> **Aim**
Pull out each line in the listing below that contains the word "hair". Case counts.

************

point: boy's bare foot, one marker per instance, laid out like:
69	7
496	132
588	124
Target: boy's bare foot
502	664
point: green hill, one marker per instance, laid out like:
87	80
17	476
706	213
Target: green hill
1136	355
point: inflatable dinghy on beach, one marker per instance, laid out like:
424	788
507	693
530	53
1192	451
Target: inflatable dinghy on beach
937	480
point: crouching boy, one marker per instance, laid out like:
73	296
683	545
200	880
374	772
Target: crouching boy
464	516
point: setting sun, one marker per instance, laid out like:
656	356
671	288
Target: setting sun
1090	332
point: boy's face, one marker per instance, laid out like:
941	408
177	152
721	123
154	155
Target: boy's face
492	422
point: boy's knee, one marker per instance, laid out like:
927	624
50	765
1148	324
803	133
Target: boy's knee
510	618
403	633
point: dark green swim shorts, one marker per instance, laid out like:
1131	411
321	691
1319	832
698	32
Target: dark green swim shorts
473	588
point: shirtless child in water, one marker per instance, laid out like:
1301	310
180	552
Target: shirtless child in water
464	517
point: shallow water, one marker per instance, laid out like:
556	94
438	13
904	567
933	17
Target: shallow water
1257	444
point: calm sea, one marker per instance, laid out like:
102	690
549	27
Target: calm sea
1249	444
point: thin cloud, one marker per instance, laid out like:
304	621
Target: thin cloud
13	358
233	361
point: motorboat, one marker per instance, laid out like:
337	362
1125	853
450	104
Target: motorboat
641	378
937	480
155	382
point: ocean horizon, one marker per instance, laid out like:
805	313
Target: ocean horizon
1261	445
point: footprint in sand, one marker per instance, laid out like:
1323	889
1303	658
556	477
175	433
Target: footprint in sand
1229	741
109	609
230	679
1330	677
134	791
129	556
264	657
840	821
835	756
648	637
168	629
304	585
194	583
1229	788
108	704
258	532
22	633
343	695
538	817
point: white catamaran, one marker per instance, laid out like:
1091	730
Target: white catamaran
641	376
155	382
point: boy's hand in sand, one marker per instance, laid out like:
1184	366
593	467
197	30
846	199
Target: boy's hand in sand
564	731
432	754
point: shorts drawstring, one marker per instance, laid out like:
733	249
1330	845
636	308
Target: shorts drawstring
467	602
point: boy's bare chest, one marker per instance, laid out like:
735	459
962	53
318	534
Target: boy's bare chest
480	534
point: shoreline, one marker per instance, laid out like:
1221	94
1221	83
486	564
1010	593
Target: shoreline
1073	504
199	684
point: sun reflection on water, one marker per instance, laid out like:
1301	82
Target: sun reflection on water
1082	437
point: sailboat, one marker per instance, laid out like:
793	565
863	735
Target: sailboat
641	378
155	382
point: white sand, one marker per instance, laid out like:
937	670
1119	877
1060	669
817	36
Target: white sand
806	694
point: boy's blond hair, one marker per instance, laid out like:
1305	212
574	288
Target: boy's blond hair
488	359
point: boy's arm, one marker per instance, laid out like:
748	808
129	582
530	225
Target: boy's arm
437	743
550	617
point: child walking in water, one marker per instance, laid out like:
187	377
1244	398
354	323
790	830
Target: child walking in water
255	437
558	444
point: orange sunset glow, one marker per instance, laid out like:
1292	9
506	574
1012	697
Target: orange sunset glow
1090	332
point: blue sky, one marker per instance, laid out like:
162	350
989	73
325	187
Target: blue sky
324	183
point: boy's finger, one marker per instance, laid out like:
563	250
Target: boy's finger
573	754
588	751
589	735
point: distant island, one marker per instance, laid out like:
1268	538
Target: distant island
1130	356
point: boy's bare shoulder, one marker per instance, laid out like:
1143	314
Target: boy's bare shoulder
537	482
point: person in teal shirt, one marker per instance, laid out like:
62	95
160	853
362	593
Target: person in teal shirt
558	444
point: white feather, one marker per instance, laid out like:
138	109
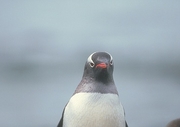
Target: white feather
94	110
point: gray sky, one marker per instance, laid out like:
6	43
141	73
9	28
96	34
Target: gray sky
33	30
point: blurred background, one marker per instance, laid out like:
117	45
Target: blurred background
44	45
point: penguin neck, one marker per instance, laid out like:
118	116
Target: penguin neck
90	84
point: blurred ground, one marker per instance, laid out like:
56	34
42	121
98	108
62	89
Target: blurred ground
44	45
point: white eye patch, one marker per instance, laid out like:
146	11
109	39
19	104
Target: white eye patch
89	60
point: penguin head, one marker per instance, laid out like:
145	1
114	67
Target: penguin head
99	66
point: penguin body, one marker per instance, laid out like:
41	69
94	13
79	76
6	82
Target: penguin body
95	102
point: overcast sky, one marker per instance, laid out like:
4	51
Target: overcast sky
46	30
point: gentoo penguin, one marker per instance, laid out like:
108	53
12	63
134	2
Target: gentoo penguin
95	102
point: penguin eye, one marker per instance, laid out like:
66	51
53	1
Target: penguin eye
91	64
111	62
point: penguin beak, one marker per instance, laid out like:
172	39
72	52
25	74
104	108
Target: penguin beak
101	65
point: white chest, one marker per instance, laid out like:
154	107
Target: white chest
94	110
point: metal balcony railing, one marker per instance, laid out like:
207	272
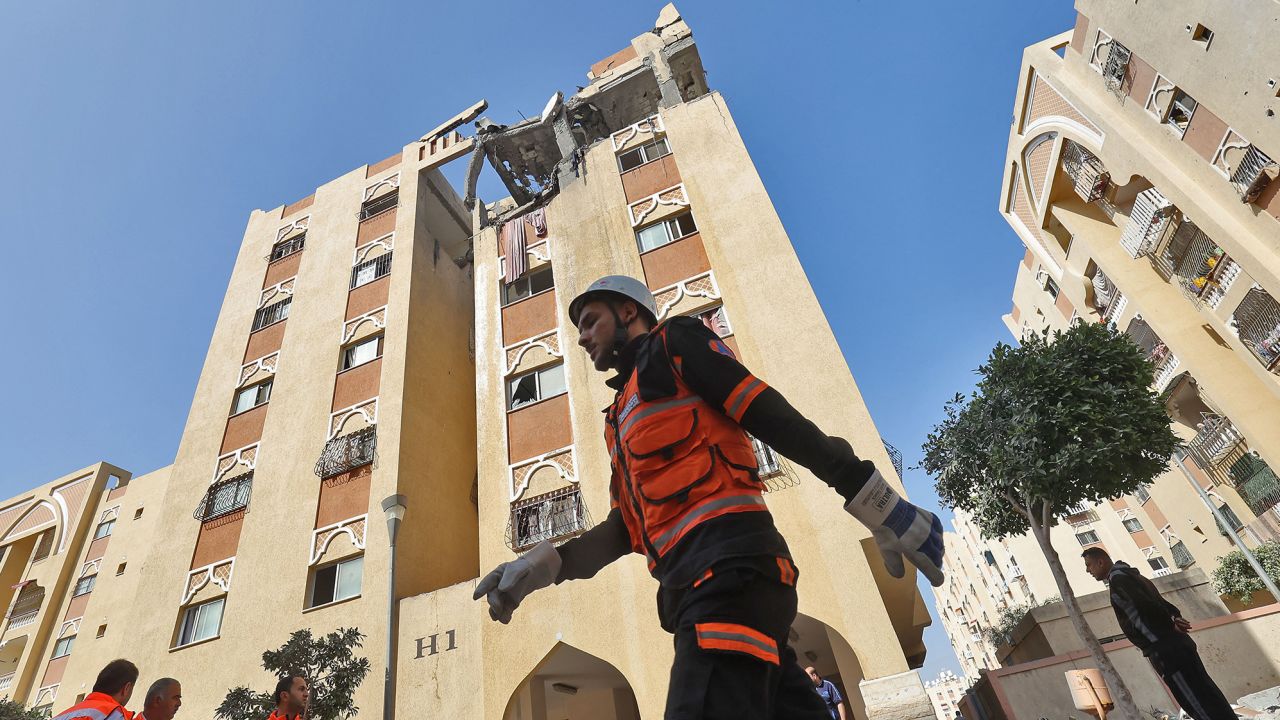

************

> **Result of the task**
point: boy's blond hair, one marker per instance, laid out like:
Target: boy's blond hair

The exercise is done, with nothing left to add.